* [Excerpt]
Ambrotypes and Tintypes
The invention of wet collodion photography processes in the 1850s allowed the development of two new kinds of photographs--ambrotypes and tintypes. These new formats shared many characteristics with the earlier daguerreotypes but were quicker and cheaper to produce. Primarily used for portraiture, each photo is a unique camera-exposed image and was available in the following standard-sizes. The most common size was the sixth plate.
- Imperial or Mammoth Plate - Larger than 6.5 x 8.5 inches
- Whole Plate - 6.5 x 8.5 inches
- Half Plate - 4.25 x 5.5 inches
- Quarter Plate - 3.25 x 4.25 inches
- Sixth Plate - 2.75 x 3.25 inches
- Ninth Plate - 2 x 2.5 inches
- Sixteenth Plate - 1.5 x 1.75 inches
The price of ambrotypes and tintypes ranged from 25 cents to $2.50 in the United States. (What cost $.25 in 1861 would cost almost $6.00 in 2009. What cost $2.50 in 1861 would be almost $60 in 2009.) During the American Civil War, southern photographers, such as George S. Cook, charged as much as $20.00 for a sixth-plate portrait.
Cased images typically include the image plate and a cover glass wrapped together in a brass mat, placed inside of a leather or thermoplastic case.
James Ambrose Cutting patented the ambrotype process in 1854. Ambrotypes were most popular in the mid-1850s to mid-1860s. Cartes de visite and other paper print photographs, easily available in multiple copies, replaced them.
An ambrotype is comprised of an underexposed glass negative placed against a dark background. The dark backing material creates a positive image. Photographers often applied pigments to the surface of the plate to add color, often tinting cheeks and lips red and adding gold highlights to jewelry, buttons, and belt buckles. Ambrotypes were sold in either cases or ornate frames to provide an attractive product and also to protect the negative with a cover glass and brass mat.

* [Required actions]
1. Print the passage on ambrotypes and tintypes starting with "Cased images typically" and going on through "and brass mat.".
2. Carry on the text about ambrotypes and tintypes from the point where it stops.
The rows that follow have no connection to the text on ambrotypes and tintypes.

* [Records shown]
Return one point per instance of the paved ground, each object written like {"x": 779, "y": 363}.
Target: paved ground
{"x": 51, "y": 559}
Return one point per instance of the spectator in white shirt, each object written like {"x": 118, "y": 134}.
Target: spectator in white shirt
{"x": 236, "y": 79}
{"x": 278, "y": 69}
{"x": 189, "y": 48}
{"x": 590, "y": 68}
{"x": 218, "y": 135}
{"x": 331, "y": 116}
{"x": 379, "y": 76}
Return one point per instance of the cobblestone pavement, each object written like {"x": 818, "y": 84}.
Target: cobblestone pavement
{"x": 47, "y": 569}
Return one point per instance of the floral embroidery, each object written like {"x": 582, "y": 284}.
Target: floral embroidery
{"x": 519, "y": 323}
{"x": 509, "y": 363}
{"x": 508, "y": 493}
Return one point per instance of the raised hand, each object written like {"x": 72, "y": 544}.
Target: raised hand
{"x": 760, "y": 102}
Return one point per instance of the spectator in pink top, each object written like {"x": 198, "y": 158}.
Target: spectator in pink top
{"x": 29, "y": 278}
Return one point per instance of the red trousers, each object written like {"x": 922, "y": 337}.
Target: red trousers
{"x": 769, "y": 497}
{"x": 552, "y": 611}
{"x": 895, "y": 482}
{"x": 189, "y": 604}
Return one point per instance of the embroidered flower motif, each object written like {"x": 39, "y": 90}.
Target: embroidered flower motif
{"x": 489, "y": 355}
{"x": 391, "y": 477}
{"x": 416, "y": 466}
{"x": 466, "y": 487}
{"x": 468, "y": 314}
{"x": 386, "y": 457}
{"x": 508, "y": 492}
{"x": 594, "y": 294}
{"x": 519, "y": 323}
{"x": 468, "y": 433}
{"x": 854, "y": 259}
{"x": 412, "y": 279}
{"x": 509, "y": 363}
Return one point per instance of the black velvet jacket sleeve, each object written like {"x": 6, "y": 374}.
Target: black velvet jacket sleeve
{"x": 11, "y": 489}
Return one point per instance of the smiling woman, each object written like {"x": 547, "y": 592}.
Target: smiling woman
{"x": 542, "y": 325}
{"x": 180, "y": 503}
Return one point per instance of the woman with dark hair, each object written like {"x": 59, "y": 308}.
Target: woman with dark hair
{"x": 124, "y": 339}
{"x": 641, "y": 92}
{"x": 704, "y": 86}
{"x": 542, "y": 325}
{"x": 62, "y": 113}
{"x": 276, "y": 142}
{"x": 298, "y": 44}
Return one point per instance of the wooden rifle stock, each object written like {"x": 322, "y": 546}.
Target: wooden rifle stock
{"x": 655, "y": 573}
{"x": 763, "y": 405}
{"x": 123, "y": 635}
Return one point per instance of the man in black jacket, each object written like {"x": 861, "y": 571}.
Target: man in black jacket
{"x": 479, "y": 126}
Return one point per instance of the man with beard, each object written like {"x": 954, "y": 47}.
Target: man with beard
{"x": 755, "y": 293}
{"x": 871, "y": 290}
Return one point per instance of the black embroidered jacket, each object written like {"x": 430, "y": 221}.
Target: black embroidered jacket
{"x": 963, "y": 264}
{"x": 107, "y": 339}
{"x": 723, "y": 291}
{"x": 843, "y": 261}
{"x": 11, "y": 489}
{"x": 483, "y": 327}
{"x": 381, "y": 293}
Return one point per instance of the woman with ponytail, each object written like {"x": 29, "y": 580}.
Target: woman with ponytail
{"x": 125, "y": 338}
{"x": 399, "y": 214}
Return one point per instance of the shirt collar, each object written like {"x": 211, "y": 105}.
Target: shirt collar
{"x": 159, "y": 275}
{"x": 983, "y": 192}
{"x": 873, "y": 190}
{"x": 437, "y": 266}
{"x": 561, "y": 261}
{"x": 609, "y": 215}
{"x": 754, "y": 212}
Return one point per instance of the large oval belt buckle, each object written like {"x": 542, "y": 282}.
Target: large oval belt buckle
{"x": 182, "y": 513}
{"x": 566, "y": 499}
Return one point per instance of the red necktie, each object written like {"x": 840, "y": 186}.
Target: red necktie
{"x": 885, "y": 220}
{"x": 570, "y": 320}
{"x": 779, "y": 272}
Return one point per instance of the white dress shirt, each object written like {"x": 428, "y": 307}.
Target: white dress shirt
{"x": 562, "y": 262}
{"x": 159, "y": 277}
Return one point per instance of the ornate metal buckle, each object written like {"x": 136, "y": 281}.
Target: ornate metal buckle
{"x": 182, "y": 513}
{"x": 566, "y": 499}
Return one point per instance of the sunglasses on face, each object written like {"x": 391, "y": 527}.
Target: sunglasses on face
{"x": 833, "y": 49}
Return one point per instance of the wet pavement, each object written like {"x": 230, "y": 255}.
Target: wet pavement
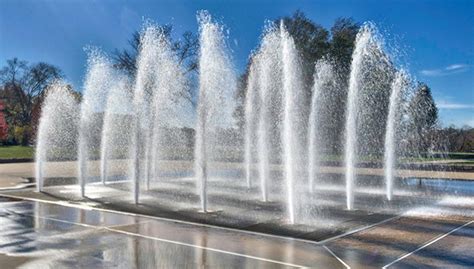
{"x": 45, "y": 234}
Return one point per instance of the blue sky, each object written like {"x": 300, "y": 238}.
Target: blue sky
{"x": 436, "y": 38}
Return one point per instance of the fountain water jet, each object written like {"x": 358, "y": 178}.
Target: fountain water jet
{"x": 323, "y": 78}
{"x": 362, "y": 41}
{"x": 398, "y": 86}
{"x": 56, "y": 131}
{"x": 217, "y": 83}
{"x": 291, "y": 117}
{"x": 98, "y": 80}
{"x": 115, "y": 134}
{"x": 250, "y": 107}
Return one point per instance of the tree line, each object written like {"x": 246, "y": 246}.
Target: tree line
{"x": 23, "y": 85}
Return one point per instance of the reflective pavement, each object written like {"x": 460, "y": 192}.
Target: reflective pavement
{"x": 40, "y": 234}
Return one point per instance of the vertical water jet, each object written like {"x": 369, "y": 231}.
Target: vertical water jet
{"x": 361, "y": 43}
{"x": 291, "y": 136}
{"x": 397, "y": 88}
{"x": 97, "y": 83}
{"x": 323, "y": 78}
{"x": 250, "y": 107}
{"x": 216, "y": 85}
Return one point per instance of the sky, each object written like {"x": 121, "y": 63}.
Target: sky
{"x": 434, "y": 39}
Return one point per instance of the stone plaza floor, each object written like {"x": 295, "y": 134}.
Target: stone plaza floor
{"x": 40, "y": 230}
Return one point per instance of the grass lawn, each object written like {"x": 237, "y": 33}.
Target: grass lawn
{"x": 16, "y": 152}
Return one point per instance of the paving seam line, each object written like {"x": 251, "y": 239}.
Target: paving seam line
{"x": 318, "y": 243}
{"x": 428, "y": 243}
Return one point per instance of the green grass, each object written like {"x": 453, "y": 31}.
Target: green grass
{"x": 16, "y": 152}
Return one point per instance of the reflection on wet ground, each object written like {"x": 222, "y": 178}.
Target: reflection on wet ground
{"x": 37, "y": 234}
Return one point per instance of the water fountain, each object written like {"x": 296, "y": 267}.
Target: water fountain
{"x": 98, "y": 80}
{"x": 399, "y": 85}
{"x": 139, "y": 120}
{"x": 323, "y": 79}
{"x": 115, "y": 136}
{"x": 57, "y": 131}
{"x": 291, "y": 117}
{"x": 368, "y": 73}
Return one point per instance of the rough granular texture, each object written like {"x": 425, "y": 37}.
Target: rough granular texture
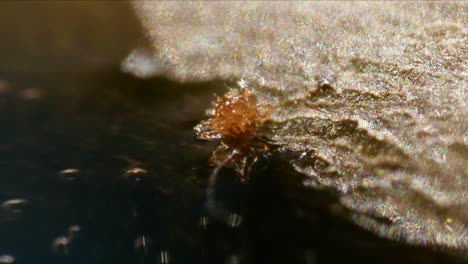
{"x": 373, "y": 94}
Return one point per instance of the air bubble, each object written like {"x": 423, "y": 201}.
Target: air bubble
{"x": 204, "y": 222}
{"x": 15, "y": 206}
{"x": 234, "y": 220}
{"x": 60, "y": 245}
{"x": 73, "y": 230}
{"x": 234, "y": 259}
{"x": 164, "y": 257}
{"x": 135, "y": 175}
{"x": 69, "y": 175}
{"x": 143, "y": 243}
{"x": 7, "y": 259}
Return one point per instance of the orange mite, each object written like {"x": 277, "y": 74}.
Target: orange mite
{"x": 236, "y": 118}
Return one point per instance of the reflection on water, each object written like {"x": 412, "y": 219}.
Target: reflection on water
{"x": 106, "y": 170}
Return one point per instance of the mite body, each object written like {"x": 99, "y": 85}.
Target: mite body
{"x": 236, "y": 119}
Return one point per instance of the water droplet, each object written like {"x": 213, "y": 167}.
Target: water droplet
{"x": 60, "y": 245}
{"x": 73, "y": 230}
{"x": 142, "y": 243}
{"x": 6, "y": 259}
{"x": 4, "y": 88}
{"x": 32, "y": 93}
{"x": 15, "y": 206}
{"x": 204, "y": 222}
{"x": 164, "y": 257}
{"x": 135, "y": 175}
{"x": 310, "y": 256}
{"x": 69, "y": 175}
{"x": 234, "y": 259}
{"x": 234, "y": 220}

---

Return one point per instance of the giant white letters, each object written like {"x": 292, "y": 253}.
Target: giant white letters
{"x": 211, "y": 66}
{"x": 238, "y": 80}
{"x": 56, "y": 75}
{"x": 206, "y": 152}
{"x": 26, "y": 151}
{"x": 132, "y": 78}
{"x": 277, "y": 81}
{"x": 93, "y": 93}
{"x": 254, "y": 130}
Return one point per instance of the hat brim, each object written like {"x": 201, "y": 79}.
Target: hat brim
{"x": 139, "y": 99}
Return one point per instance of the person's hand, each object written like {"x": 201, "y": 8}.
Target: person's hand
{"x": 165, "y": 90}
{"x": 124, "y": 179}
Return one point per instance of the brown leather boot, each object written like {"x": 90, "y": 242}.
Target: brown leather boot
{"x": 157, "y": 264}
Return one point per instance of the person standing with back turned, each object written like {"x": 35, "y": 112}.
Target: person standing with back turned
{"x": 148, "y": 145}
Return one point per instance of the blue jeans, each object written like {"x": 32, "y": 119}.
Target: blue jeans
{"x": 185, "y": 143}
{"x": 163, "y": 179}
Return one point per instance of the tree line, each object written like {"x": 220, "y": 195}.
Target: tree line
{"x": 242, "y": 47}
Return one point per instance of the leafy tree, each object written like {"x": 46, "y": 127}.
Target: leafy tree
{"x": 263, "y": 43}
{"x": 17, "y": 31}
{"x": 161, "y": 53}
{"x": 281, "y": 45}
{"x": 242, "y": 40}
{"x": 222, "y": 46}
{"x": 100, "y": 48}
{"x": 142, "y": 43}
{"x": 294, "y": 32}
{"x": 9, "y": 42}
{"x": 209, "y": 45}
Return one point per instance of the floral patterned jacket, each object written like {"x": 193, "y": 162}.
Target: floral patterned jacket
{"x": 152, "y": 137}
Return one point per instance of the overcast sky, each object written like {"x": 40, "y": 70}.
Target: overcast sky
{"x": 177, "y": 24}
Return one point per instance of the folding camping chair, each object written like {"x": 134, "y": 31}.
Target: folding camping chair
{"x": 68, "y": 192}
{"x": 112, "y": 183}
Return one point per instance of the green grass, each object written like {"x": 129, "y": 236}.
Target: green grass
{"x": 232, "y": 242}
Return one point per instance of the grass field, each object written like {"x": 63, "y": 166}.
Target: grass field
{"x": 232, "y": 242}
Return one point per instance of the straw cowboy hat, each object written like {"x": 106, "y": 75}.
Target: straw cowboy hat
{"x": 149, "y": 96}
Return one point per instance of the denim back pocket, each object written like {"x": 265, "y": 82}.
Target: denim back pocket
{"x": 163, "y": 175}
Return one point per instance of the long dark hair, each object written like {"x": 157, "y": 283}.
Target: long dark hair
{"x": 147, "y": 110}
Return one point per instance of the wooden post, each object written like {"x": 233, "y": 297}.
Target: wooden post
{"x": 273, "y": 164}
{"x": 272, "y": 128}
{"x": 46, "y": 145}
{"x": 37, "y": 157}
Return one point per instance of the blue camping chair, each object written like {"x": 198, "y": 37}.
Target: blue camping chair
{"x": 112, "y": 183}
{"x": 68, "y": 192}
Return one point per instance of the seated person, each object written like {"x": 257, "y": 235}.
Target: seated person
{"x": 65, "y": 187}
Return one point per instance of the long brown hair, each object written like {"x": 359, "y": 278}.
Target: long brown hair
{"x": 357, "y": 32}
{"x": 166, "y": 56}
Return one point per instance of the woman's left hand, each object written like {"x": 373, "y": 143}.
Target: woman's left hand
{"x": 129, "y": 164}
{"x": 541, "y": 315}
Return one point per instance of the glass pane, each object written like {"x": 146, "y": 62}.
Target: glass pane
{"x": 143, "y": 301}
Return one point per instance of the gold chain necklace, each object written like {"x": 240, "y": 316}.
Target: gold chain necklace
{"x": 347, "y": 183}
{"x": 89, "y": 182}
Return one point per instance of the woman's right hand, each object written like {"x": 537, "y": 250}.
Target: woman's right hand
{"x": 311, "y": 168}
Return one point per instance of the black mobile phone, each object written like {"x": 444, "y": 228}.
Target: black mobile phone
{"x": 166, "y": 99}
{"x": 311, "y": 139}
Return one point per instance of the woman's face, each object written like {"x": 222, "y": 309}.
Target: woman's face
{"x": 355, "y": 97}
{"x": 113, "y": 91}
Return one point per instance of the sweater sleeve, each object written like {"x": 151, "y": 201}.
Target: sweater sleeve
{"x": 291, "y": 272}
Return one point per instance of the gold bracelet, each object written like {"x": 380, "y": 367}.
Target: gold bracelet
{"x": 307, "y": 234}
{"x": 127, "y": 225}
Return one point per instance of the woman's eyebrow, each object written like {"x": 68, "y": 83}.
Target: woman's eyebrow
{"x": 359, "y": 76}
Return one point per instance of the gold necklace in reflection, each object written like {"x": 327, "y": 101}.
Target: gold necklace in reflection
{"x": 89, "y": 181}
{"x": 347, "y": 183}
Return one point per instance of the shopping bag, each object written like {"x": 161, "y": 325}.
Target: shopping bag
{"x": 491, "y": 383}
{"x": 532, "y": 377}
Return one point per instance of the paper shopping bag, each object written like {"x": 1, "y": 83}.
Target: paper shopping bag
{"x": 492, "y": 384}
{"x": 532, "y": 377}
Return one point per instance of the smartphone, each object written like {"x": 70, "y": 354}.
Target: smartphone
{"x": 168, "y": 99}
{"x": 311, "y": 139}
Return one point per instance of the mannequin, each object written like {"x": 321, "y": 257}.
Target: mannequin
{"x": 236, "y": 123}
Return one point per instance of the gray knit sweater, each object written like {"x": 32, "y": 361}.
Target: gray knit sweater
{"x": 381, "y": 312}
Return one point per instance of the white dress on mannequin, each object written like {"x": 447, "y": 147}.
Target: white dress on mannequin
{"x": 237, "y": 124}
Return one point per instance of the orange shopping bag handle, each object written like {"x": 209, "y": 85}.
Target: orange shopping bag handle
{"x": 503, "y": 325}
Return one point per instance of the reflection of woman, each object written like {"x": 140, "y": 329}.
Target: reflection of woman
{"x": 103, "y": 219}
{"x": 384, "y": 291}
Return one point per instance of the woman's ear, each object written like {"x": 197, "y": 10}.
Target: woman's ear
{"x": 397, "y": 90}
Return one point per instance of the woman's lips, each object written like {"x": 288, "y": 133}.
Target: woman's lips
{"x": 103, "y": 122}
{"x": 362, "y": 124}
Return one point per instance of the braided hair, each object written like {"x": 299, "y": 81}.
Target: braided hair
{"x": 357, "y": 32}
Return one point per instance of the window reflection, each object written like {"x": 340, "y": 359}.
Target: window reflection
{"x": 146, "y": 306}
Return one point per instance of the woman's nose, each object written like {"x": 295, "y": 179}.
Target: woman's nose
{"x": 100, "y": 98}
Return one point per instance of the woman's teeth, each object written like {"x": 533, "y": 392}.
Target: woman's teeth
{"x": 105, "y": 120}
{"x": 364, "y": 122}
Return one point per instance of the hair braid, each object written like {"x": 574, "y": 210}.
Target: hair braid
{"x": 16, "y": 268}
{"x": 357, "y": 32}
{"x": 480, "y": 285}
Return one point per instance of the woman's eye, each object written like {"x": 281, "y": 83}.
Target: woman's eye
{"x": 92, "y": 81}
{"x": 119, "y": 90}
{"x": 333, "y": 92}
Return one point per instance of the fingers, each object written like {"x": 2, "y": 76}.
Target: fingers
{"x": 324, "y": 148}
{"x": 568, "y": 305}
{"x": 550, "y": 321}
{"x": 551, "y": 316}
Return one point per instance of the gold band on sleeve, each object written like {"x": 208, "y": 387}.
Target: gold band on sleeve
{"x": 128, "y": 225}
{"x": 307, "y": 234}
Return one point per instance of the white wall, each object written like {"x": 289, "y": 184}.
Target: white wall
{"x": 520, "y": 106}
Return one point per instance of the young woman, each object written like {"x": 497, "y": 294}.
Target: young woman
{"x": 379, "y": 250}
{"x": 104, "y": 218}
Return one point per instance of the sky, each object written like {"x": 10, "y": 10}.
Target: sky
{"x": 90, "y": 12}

...

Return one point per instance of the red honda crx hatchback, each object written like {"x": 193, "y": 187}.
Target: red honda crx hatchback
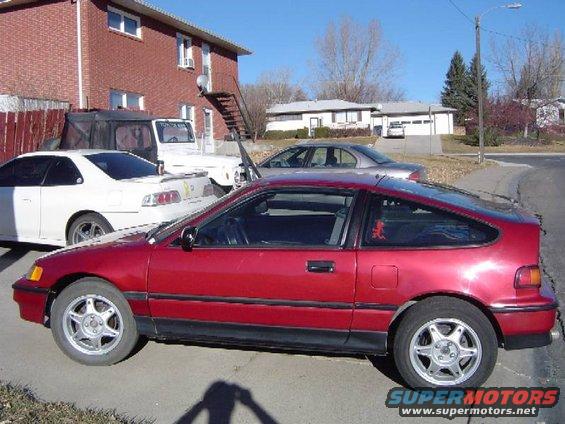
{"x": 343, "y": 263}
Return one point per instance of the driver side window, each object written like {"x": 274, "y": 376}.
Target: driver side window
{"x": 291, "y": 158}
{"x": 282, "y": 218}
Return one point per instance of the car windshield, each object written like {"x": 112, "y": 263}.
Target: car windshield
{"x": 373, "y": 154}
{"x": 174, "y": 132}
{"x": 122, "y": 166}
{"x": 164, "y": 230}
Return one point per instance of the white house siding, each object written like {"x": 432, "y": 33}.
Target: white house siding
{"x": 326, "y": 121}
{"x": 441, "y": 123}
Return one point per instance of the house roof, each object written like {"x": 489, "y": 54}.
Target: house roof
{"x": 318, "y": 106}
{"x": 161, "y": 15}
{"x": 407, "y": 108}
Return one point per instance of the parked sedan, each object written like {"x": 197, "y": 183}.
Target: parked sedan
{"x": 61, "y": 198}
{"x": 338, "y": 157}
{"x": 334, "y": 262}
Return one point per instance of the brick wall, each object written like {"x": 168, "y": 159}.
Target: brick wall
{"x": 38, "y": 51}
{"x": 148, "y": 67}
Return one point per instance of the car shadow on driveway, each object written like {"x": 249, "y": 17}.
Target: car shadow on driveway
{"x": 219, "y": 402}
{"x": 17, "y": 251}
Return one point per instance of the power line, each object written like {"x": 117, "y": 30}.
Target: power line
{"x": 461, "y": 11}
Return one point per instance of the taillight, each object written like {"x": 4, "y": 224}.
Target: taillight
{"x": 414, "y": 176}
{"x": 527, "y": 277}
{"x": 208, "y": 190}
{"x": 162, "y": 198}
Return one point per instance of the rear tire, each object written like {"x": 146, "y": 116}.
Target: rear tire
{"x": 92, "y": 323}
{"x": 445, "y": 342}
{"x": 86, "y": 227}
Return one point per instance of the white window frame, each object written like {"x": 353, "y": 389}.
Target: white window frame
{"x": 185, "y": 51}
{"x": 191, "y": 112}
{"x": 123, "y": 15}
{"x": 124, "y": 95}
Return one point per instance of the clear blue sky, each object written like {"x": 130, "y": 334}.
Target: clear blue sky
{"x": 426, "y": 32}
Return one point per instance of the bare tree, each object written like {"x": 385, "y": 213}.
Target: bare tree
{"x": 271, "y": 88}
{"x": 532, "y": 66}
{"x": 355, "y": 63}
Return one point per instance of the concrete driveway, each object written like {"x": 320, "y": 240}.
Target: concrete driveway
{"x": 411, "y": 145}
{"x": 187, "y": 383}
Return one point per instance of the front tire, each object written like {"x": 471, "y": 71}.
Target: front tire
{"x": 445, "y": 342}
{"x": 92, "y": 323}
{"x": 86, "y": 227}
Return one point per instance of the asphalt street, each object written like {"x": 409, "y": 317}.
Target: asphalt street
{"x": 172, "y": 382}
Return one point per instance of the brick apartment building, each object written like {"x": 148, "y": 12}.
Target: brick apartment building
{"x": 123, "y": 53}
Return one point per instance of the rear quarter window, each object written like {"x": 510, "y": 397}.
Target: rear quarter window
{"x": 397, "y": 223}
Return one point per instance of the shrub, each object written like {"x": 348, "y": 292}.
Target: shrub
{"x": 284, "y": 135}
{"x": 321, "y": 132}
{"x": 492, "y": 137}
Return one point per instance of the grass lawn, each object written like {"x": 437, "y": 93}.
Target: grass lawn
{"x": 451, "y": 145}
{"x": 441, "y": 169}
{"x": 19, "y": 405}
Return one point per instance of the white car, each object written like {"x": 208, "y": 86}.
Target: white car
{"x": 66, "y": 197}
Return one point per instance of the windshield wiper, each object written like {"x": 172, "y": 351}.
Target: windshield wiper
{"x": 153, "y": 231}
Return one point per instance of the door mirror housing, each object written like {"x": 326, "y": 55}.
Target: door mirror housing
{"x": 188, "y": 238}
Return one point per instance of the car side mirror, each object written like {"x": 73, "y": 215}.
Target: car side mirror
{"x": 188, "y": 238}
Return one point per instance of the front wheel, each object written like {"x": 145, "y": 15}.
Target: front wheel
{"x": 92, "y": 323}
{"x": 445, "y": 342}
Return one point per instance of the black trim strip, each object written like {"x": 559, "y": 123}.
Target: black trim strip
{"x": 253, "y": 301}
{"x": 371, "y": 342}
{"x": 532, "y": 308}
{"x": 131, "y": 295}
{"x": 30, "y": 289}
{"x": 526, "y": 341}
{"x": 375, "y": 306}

* [Expected responses]
1.
Cased images typically include the image plate and a cover glass wrapped together in a brass mat, placed inside of a leather or thermoplastic case.
James Ambrose Cutting patented the ambrotype process in 1854. Ambrotypes were most popular in the mid-1850s to mid-1860s. Cartes de visite and other paper print photographs, easily available in multiple copies, replaced them.
An ambrotype is comprised of an underexposed glass negative placed against a dark background. The dark backing material creates a positive image. Photographers often applied pigments to the surface of the plate to add color, often tinting cheeks and lips red and adding gold highlights to jewelry, buttons, and belt buckles. Ambrotypes were sold in either cases or ornate frames to provide an attractive product and also to protect the negative with a cover glass and brass mat.

2.
View all ambrotypes in the Library of Congress, Prints & Photographs Online Catalog: Ambrotypes
Examples from the Liljenquist Collection
Tintypes, originally known as or ferrotypes or melainotypes, were invented in the 1850s and continued to be produced into the 20th century. The photographic emulsion was applied directly to a thin sheet of iron coated with a dark lacquer or enamel, which produced a unique positive image. Like the ambrotype, tintypes were often hand-colored. Customers purchased cases, frames, or paper envelopes to protect and display their images.
Tintypes and ambrotypes found in cases and frames can be difficult to identify. A magnet will be attracted to the iron support, but if a sheet of metal is used behind an ambrotype, one could be fooled into thinking that the image is a tintype.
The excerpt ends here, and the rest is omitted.